What you are asked to do: Count the lines below that contain "then". Give only the number.

[Records contained in a dataset]
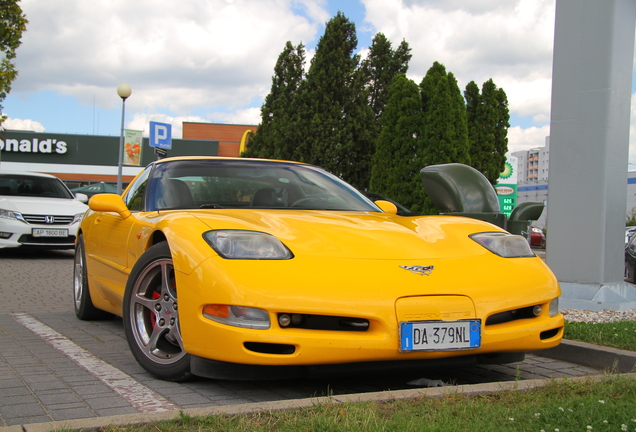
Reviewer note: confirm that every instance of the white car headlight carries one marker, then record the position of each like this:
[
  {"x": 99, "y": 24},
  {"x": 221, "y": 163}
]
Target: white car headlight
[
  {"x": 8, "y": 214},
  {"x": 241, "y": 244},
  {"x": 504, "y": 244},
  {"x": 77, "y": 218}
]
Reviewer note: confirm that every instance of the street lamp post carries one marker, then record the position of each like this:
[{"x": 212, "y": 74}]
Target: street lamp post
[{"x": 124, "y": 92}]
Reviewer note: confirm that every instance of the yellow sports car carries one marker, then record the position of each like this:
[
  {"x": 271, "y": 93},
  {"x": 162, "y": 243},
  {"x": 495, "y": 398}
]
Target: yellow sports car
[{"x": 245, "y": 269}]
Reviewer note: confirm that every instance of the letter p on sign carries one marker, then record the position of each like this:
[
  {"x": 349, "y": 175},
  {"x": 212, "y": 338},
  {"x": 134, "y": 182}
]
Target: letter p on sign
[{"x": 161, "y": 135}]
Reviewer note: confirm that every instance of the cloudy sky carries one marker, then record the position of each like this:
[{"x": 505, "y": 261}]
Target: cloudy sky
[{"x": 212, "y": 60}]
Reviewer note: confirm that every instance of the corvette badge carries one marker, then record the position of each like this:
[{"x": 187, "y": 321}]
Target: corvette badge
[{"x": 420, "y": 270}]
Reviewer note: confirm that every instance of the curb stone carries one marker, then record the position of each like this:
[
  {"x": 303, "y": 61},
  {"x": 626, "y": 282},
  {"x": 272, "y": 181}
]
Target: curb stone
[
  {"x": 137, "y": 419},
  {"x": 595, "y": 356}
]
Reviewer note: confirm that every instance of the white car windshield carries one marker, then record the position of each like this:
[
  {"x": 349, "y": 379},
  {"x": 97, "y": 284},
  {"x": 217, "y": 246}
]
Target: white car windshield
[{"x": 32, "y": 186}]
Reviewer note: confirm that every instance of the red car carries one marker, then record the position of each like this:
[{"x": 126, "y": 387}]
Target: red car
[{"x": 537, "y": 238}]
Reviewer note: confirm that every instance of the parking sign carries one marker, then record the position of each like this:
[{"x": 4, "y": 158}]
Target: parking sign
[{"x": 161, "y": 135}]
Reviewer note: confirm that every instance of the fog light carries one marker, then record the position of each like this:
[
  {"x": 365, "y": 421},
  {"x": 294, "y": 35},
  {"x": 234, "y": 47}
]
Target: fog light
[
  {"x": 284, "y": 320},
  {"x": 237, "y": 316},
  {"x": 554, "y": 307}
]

==

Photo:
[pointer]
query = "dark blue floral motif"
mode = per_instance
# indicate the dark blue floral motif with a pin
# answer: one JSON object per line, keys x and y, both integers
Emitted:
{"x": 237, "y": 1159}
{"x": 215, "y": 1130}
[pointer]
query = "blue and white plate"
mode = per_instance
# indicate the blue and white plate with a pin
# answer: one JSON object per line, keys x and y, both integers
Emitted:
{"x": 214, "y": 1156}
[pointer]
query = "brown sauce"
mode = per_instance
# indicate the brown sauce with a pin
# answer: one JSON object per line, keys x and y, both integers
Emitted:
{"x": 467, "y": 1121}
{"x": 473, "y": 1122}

Output of the exercise: 11